======== 本文抜粋 ========
このページでは、請負契約の注文者に向けて、請負契約における注文者の権利義務についてわかりやすく解説しています。
「請負契約の注文者って、お金を払えばあとは義務はないんじゃない?」と思っていませんでしょうか。
確かに、請負人に対して報酬を支払う義務は、注文者の最も重要な義務ですが、実は、第三者に対する意外な責任が注文者には課されています。
また、権利のほうでは、損害賠償責任こそ発生しますが、契約途中での解除が認められています。
このページでは、こうした請負契約の注文者の権利義務や注意点について、開業22年・400社以上の取引実績がある行政書士が、わかりやすく解説していきます。
注文者の方々がこのページを読むことで、請負契約における注文者の権利・義務・責任等の注意点が理解でき、また、トラブルを未然に防ぐことができます。
このページでわかること
- 報酬の支払いだけではない、注文者の第三者に対する意外な責任とリスク
- 契約期間中でも解約できる注文者の中途解約の条件
なお、請負契約全般に関する解説につきましては、詳しくは、以下のページをご参照ください。
また、請負人の義務・責任・権利につきましては、詳しくは、以下のページをご参照ください。
請負契約(読み方:うけおいけいやく)とは
請負契約は、民法では、以下のように規定されています。
民法第632条(請負)
請負は、当事者の一方がある仕事を完成することを約し、相手方がその仕事の結果に対してその報酬を支払うことを約することによって、その効力を生ずる。
引用元:民法 | e-Gov法令検索
【意味・定義】請負契約とは?
請負契約とは、請負人(受託者)が仕事の完成を約束し、注文者(委託者)が、その仕事の対価として、報酬を支払うことを約束する契約をいう。
======== 資料一覧 ========
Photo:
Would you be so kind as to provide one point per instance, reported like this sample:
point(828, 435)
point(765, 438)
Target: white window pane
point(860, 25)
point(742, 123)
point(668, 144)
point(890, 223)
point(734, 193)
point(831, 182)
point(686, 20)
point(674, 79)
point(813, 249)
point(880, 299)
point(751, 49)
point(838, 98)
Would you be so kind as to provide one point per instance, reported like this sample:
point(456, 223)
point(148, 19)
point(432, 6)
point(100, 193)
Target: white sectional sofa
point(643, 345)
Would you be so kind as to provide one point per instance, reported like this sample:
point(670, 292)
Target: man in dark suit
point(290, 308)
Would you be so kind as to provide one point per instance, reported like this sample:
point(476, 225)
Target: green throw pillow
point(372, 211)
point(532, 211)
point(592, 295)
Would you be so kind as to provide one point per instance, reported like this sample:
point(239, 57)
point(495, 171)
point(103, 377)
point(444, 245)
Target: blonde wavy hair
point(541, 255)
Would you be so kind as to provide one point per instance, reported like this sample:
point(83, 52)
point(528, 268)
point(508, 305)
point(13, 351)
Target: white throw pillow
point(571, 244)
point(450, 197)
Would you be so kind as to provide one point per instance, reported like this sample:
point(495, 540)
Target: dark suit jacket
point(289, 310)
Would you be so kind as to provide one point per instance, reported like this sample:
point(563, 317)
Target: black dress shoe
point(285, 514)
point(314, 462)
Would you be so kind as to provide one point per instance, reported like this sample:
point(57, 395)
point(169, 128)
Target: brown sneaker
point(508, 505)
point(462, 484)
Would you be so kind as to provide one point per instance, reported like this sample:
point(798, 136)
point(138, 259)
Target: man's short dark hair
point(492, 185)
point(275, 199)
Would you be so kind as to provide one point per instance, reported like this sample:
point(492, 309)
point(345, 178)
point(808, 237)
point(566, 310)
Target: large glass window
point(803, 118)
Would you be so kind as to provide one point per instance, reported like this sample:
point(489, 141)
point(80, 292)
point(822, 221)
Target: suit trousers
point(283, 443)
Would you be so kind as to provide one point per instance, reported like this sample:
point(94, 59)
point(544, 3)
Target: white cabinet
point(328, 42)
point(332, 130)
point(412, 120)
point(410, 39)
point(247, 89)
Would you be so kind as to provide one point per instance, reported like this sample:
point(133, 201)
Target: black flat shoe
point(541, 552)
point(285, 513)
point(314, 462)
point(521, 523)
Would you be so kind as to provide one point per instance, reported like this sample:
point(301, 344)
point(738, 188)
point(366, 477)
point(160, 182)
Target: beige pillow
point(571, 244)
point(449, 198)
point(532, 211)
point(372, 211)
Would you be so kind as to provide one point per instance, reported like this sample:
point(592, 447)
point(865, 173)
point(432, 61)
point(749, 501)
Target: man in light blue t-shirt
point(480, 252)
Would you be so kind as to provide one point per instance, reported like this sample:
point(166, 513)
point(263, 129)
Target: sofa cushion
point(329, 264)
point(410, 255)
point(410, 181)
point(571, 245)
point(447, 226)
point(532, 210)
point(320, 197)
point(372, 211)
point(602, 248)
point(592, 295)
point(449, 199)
========
======== 資料一覧 ========
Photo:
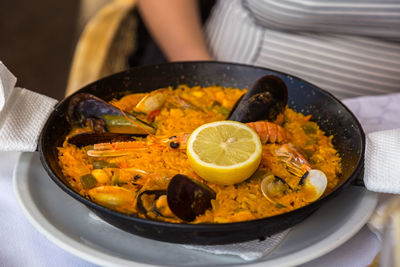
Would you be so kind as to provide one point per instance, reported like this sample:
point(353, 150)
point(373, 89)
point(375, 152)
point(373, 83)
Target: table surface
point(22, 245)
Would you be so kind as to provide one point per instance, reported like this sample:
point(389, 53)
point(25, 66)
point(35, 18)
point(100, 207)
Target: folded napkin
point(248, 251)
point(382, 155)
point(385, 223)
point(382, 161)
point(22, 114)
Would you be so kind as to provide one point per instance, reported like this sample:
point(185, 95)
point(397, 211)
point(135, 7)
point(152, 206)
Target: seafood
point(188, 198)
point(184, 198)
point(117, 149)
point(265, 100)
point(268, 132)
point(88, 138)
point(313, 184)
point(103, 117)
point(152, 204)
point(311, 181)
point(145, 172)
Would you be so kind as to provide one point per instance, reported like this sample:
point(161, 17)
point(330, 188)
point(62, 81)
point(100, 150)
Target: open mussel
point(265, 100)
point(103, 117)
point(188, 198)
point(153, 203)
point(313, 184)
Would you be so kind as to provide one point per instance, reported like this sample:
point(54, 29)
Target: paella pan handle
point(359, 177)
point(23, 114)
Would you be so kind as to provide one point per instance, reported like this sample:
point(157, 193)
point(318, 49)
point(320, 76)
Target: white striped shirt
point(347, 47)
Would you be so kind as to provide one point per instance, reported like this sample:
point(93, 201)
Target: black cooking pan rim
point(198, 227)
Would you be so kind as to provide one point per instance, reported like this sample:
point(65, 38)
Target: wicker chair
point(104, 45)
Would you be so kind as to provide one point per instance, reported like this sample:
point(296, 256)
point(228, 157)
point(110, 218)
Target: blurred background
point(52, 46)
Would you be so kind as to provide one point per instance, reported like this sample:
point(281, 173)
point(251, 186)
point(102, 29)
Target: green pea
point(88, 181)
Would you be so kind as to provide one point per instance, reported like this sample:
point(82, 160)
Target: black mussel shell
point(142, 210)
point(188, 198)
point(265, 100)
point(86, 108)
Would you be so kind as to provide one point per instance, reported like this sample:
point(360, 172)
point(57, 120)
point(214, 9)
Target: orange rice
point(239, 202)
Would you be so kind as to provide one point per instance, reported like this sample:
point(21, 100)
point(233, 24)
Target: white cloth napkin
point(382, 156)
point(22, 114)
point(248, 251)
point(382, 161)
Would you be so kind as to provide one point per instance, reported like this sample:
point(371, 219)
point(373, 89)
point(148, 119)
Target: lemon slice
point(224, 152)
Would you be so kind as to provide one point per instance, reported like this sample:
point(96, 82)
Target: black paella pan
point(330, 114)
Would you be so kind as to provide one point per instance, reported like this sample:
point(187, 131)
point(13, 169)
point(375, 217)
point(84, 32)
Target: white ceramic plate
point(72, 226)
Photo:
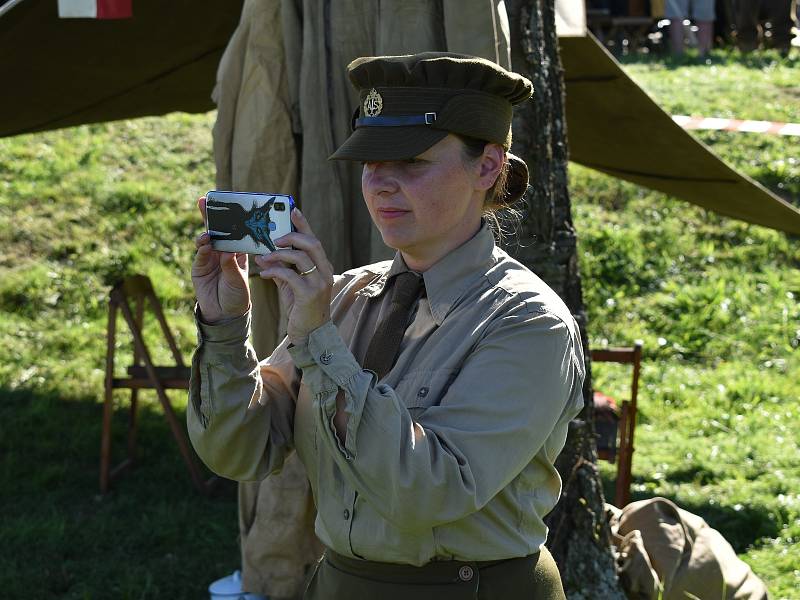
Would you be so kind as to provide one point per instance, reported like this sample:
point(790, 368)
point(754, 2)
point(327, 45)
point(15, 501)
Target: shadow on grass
========
課題内容:
1. 請負契約の解説によると、請負契約について定めているのは民法の第何条ですか。
2. 請負契約の解説を、最後の文の次から書き継いでください。
資料を参照しなくても、取り組むことができます。

解答一覧:
1. 民法第632条です。

2.
請負契約における注文者の2つ責任・義務
注文者の2つ責任・義務一覧リスト
請負契約の注文者には、以下の2つの責任・義務があります。
請負契約における請負人の2つの責任・義務
- 【義務・責任1】報酬の支払い義務
- 【義務・責任2】注文・指図にもとづく第三者に対する責任
以下、詳しく見ていきましょう。
【義務・責任1】報酬の支払い義務
請負人の報酬請求権の裏返しになりますが、注文者には、報酬を支払う義務があります。
民法第633条(報酬の支払時期)
報酬は、仕事の目的物の引渡しと同時に、支払わなければならない。ただし、物の引渡しを要しないときは、第624条第1項の規定を準用する。
引用元:民法 | e-Gov法令検索
ここでいう報酬は、一般的な業務委託契約では、金銭=お金です。
なお、学術的には、物の給付、物の使用の許諾、労務の提供など、金銭以外の報酬でもよいとされています。ですから、理論上は、バーターでの取引きや、共同事業型の業務委託契約としての請負契約もありえます。
【義務・責任2】注文・指図にもとづく第三者に対する責任
請負人に対する注文や指図に注文者の過失があったときは、注文者は、注文者が第三者に対して加えた損害について、責任を負わなければなりません。
民法第716条(注文者の責任)
注文者は、請負人がその仕事について第三者に加えた損害を賠償する責任を負わない。ただし、注文又は指図についてその注文者に過失があったときは、この限りでない。
引用元:民法 | e-Gov法令検索
この注文者の責任を「注文者責任」といいます。
【意味・定義】注文者責任とは?
注文者責任とは、請負請負人がその仕事について第三者に加えた損害であって、注文者により請負人に対して出された注文または指図に過失が起因するものについて、注文者が負う損害賠償責任をいう。
ポイント
請負契約において、注文者には、以下の責任・義務がある。
- 報酬の支払い義務
- 注文・指図にもとづく第三者に対する責任
請負契約における注文者の2つの権利とは
注文者の権利一覧リスト
請負契約の注文者には、以下の2つの権利があります。
請負契約における請負人の2つの権利
- 【権利1】「仕事の完成」を請求できる権利
- 【権利2】契約解除権・中途解約権
以下、詳しく見ていきましょう。
【権利1】「仕事の完成」を請求できる権利
請負人の「仕事の完成」の義務の裏返しになりますが、注文者は、請負人に対して、仕事の完成を請求できる権利があります。
また、すでに述べたとおり、仕事の目的物・成果物に契約不適合がある場合は、その契約不適合への対処を求める権利があります。
具体的には、以下の4つの権利です。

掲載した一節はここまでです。